PROBLEM STATEMENT
Please rewrite all of the material below, changing "rear wheel" to "back wheel" and keeping everything else the same. Leave the pictures out of your answer.
***** MATERIAL FOR THIS EXERCISE *****
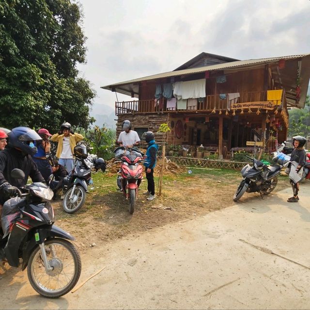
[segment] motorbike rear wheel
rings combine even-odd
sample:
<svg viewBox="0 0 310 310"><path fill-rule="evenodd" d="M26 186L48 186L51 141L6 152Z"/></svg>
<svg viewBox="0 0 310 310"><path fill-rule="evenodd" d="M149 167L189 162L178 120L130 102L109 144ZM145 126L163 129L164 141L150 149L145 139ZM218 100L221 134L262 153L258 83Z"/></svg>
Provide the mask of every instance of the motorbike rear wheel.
*****
SOLUTION
[segment] motorbike back wheel
rings combine even-odd
sample:
<svg viewBox="0 0 310 310"><path fill-rule="evenodd" d="M26 186L48 186L51 141L6 152Z"/></svg>
<svg viewBox="0 0 310 310"><path fill-rule="evenodd" d="M149 167L189 162L178 120L130 102L109 144ZM145 126L163 129L164 141L150 149L145 139ZM218 100L221 134L262 153L258 83Z"/></svg>
Provide the mask of every instance of the motorbike back wheel.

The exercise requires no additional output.